→ OBJETIVO DEL EJERCICIO: Vuelve a escribir sin ningún cambio el fragmento del texto sobre la retirada de Iker Casillas que va desde "Aquel infarto tan" hasta "es el mundo.", incluidas estas últimas palabras.

→ TEXTO MOSTRADO:

================

Se retira, por fin, Iker Casillas. Es como si llevara una década jubilado porque cuando un futbolista abandona el Real Madrid se extingue, pasa a otro plano de la realidad, un plano lógicamente menor, pierde gradualmente el brillo y se apaga como una estrella lejana que contemplamos con dificultad en la oscuridad de una noche clara de verano: su vida deja de interesarnos, por grande que haya sido, pues así es la naturaleza totalitaria, caprichosa y selecta del madridismo. En realidad, sólo hace un año largo que a Casillas le dio aquel infarto en Oporto que, como siguiendo el arco narrativo que ha parecido siempre su vida, lo desterró de la moqueta verde. El fútbol mundial, particularmente el fútbol español, está marcado por los infartos desde hace veinte años. El infarto es la representación grotesca y brutal de la fragilidad de la vida y del absurdo de la existencia: la naturaleza fulminando en directo, ante los ojos de cientos de millones de espectadores, a jóvenes sanos, afortunados, queridos, respetados y admirados en todo el mundo, a quienes lo tienen todo y, además, fulminándolos ante la indiferencia devastadora de Dios.
Aquel infarto tan súbito y traidor, como son todos los infartos, me hizo pensar en la de cosas feas que dije de Casillas durante aquel año y medio final del mourinhismo. Es cierto que uno repara en estas cosas cuando la muerte le tira un vaso de agua fría al rostro, pero como todo en la vida, la distancia y el frío que ofrece el tiempo ayudan a encontrar el punto justo. El mezzo termine. El infarto agudo de miocardio que sacudió a Casillas ayudó a devolverlo al paisaje sentimental del madridismo, a reconciliarlo con lo que, en realidad, fue. Casillas, en el Madrid, lo fue todo. Y como es sabido, el Madrid es el mundo.

================

→ DATOS PROPORCIONADOS:
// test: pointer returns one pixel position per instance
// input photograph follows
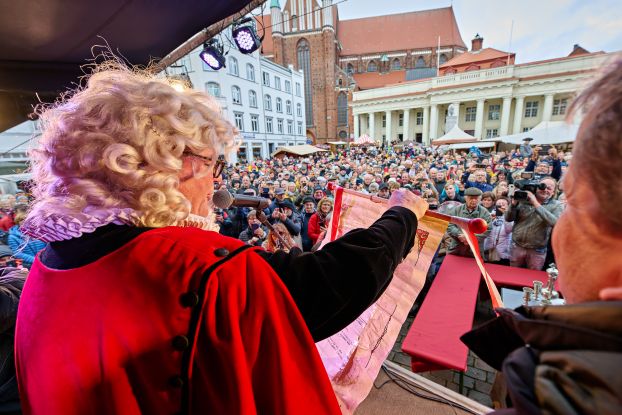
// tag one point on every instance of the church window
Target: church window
(342, 109)
(304, 63)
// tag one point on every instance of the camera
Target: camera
(525, 184)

================

→ RESPUESTA COMPLETA:
Aquel infarto tan súbito y traidor, como son todos los infartos, me hizo pensar en la de cosas feas que dije de Casillas durante aquel año y medio final del mourinhismo. Es cierto que uno repara en estas cosas cuando la muerte le tira un vaso de agua fría al rostro, pero como todo en la vida, la distancia y el frío que ofrece el tiempo ayudan a encontrar el punto justo. El mezzo termine. El infarto agudo de miocardio que sacudió a Casillas ayudó a devolverlo al paisaje sentimental del madridismo, a reconciliarlo con lo que, en realidad, fue. Casillas, en el Madrid, lo fue todo. Y como es sabido, el Madrid es el mundo.